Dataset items
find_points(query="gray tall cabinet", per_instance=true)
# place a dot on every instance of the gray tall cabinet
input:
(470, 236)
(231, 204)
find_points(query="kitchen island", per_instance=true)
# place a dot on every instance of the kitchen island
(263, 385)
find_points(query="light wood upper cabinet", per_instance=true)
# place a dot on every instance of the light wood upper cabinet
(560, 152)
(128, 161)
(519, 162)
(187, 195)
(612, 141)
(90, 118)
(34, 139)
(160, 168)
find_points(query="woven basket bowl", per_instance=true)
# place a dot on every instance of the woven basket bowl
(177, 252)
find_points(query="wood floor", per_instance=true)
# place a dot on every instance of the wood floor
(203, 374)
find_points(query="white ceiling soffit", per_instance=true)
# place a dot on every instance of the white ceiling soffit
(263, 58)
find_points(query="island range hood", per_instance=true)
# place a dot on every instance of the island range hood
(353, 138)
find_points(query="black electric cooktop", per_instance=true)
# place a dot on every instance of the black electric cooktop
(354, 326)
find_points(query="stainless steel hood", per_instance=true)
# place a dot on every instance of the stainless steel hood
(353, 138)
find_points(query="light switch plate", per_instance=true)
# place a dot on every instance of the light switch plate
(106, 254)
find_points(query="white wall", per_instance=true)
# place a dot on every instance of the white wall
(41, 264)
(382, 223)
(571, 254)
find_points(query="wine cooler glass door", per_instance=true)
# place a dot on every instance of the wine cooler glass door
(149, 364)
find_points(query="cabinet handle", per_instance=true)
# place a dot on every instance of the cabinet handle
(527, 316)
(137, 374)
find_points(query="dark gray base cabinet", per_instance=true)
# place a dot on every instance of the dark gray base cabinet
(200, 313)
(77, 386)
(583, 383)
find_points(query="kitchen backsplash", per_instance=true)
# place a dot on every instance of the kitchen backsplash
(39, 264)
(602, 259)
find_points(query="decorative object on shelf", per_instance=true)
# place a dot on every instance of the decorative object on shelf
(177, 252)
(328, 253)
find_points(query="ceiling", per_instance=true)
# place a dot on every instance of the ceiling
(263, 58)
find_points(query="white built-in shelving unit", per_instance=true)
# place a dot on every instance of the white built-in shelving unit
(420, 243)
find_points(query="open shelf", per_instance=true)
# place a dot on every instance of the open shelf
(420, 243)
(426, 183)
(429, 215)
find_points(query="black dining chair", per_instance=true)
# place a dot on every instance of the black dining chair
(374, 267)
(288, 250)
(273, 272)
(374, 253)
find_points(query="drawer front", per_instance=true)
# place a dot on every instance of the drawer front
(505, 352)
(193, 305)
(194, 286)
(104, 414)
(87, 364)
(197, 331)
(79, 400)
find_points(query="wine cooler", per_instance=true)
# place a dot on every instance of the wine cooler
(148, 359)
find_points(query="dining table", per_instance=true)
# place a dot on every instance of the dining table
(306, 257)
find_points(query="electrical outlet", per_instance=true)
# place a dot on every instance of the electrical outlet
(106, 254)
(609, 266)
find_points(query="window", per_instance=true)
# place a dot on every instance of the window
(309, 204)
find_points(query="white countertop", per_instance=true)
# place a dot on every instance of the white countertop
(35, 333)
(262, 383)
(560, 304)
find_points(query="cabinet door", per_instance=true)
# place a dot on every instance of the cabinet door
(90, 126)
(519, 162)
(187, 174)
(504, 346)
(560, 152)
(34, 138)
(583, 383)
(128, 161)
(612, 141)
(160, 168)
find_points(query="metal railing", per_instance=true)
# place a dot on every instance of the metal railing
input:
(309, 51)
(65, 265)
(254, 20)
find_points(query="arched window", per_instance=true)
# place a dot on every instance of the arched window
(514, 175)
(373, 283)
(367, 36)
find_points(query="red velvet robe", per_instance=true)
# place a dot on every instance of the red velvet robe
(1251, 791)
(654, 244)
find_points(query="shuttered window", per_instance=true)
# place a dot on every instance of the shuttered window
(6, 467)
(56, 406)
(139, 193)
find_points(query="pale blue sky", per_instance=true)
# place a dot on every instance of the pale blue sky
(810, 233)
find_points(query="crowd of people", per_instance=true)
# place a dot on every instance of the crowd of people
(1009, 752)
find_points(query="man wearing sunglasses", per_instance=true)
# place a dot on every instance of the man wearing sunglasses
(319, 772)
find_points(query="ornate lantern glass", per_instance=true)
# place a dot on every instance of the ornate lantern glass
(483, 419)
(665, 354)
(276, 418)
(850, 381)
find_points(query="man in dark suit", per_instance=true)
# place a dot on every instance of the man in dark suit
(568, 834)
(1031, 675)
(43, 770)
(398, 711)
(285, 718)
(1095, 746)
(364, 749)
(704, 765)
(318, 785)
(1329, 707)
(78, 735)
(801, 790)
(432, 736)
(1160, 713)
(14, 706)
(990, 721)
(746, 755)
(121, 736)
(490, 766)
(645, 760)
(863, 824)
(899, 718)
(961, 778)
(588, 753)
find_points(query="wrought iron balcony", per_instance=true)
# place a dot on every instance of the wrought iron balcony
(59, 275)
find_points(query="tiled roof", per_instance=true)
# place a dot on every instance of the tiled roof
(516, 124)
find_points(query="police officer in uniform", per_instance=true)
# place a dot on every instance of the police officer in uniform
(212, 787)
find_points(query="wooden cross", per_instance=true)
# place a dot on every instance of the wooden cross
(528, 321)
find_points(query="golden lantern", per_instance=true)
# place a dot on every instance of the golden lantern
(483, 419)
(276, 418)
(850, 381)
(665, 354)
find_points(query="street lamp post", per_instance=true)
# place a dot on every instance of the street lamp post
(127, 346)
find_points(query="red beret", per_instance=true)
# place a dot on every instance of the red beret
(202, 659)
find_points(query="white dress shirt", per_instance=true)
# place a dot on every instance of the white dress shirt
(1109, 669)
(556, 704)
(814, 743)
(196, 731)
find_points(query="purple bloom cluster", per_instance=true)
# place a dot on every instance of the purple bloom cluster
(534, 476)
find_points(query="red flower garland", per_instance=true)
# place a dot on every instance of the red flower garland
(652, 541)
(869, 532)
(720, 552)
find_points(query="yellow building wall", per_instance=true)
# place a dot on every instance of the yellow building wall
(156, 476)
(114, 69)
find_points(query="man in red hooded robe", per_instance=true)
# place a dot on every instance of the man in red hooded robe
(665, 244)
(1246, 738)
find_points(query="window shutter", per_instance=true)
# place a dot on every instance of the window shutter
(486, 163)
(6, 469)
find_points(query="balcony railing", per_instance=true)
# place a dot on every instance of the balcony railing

TASK TO CARRY OUT ->
Every record above must be duplicated exactly.

COMPLETED TASK ->
find_points(query="gray tall cabinet", per_instance=true)
# place a dot on every instance of the gray tall cabinet
input:
(470, 236)
(231, 204)
find_points(query="kitchen island", per_instance=true)
# place a dot on every instance of the kitchen island
(263, 385)
find_points(query="light wood upper cabinet", per_instance=true)
# place a dot on every instance of the light wood upper cabinet
(560, 152)
(128, 161)
(519, 162)
(187, 195)
(612, 141)
(90, 118)
(34, 139)
(160, 168)
find_points(query="woven basket bowl", per_instance=true)
# place a dot on every instance of the woven basket bowl
(177, 252)
find_points(query="wood floor", per_instance=true)
# place a dot on every instance of the wood floor
(203, 374)
find_points(query="white ceiling soffit", per_instance=true)
# place a dot on every instance of the white ceiling soffit
(263, 58)
find_points(query="island range hood", per_instance=true)
# place a dot on every instance of the island range hood
(353, 138)
find_points(query="black electric cooktop", per_instance=true)
# place a dot on every instance of the black electric cooktop
(354, 326)
find_points(query="stainless steel hood", per_instance=true)
# place a dot on every instance of the stainless steel hood
(353, 138)
find_points(query="light switch plate", per_instance=true)
# place a dot on every instance of the light switch plate
(106, 254)
find_points(query="white wall", per_instance=true)
# place a dot on every instance of the white wall
(41, 264)
(382, 223)
(571, 254)
find_points(query="wine cooler glass door", per_instance=true)
# place a dot on every instance of the wine cooler glass door
(149, 364)
find_points(query="cabinet handle", per_instance=true)
# place a dot on every instance of the cabinet handle
(527, 316)
(137, 374)
find_points(query="dark gray base cabinet", per_instance=true)
# place a dot on every instance of the dark gray base cabinet
(200, 313)
(77, 386)
(583, 383)
find_points(query="kitchen backsplash", per_instance=true)
# place a dot on every instance of the kitchen backsplash
(39, 264)
(602, 259)
find_points(query="decorative object on shelf", per_instance=true)
# place a dot on every instance of the decorative object on shelf
(177, 252)
(328, 253)
find_points(query="ceiling", per_instance=true)
# place a dot on every instance of the ceiling
(263, 58)
find_points(query="white built-in shelving unit", per_instance=true)
# place a dot on every instance of the white built-in shelving unit
(420, 243)
find_points(query="open shelf", per_instance=true)
# place a dot on every instance of the open shelf
(420, 243)
(426, 183)
(429, 215)
find_points(query="black dining chair", per_instance=true)
# place a dot on every instance of the black dining chair
(374, 267)
(288, 250)
(273, 272)
(374, 253)
find_points(query="drawer front", per_instance=true)
# place a dot on every instance of the drawer front
(505, 352)
(193, 305)
(194, 286)
(104, 414)
(87, 364)
(197, 331)
(79, 400)
find_points(query="wine cooler", per_instance=true)
# place a dot on every instance of the wine cooler
(148, 359)
find_points(query="dining table", per_instance=true)
# place a dot on every instance of the dining table
(306, 257)
find_points(query="electrical outlet", per_instance=true)
# place a dot on every instance of the electrical outlet
(106, 254)
(609, 266)
find_points(query="window", per_instance=true)
# place a dot on every instance of the window
(309, 204)
find_points(query="white countertop", per_instance=true)
# place a dot on every instance of the white countertop
(35, 333)
(262, 383)
(560, 304)
find_points(query="cabinet door", per_instance=true)
# place a dot on every instance of the cabinet door
(90, 126)
(519, 162)
(187, 174)
(504, 346)
(560, 152)
(34, 138)
(583, 383)
(128, 161)
(612, 141)
(160, 168)
find_points(query="metal railing", per_instance=true)
# place a dot on every instance of the metal railing
input:
(309, 51)
(65, 265)
(254, 20)
find_points(query="arched window", per_instance=true)
# place a dot on every instance of the arched window
(514, 175)
(373, 283)
(367, 36)
find_points(query="red velvet robe", per_instance=true)
# place a dot on every instance of the red velvet robe
(1251, 791)
(654, 244)
find_points(query="shuttered window", per_instance=true)
# place a dot on every instance of the shuttered window
(6, 467)
(56, 406)
(139, 193)
find_points(query="pale blue sky", per_instance=true)
# place a dot on every instance of the pale blue sky
(810, 233)
find_points(query="crowd of people", per_instance=true)
# place a dot on every instance of the crowd of people
(1009, 752)
find_points(query="man wearing sunglasses", per_instance=true)
# place a dot on every instance of the man wearing sunglasses
(319, 772)
find_points(query="ornate lantern glass", per_instance=true)
# place a dot on every instance of the ornate lantern glass
(483, 419)
(665, 354)
(276, 418)
(850, 381)
find_points(query="man in dark suit", per_instance=true)
# place a dot on every instance of the man in dark suit
(568, 834)
(1031, 675)
(43, 770)
(398, 711)
(285, 718)
(1095, 746)
(364, 749)
(704, 765)
(318, 785)
(1329, 707)
(78, 735)
(801, 790)
(432, 736)
(1160, 713)
(14, 706)
(990, 721)
(746, 755)
(121, 736)
(490, 766)
(645, 760)
(863, 824)
(899, 718)
(961, 778)
(588, 753)
find_points(query="wrought iron balcony", per_instance=true)
# place a dot on every instance of the wrought iron balcony
(59, 275)
find_points(query="tiled roof", per_instance=true)
# place a dot on every instance of the tiled roof
(516, 124)
find_points(query="police officer in uniform", per_instance=true)
# place a dot on every instance of the police officer in uniform
(212, 787)
find_points(query="wooden cross", per_instance=true)
# place a dot on every instance of the wooden cross
(528, 321)
find_points(query="golden lantern", per_instance=true)
# place a dot on every instance of the golden lantern
(483, 419)
(276, 418)
(850, 381)
(665, 354)
find_points(query="street lamp post", per_instance=true)
# place a dot on every instance of the street lamp post
(127, 346)
find_points(query="red beret", per_instance=true)
# place a dot on every instance of the red beret
(202, 659)
find_points(query="white dress shirt", per_instance=true)
# place a dot on every instance of the white dress shirt
(1109, 669)
(556, 704)
(814, 743)
(196, 731)
find_points(query="purple bloom cluster", per_instance=true)
# place a dot on every instance of the purple bloom cluster
(534, 476)
find_points(query="red flower garland", per_instance=true)
# place a dot on every instance of the red flower garland
(652, 541)
(869, 532)
(720, 552)
find_points(query="yellow building wall", per_instance=true)
# place a dot on every instance of the yellow building wall
(156, 476)
(114, 69)
find_points(query="man in red hooded robe", per_instance=true)
# place a dot on every instance of the man in red hooded robe
(665, 244)
(1246, 738)
find_points(query="window shutter", per_instance=true)
# place a dot on every instance of the window shutter
(486, 163)
(6, 469)
find_points(query="balcony railing", per_instance=true)
# place a dot on every instance of the balcony railing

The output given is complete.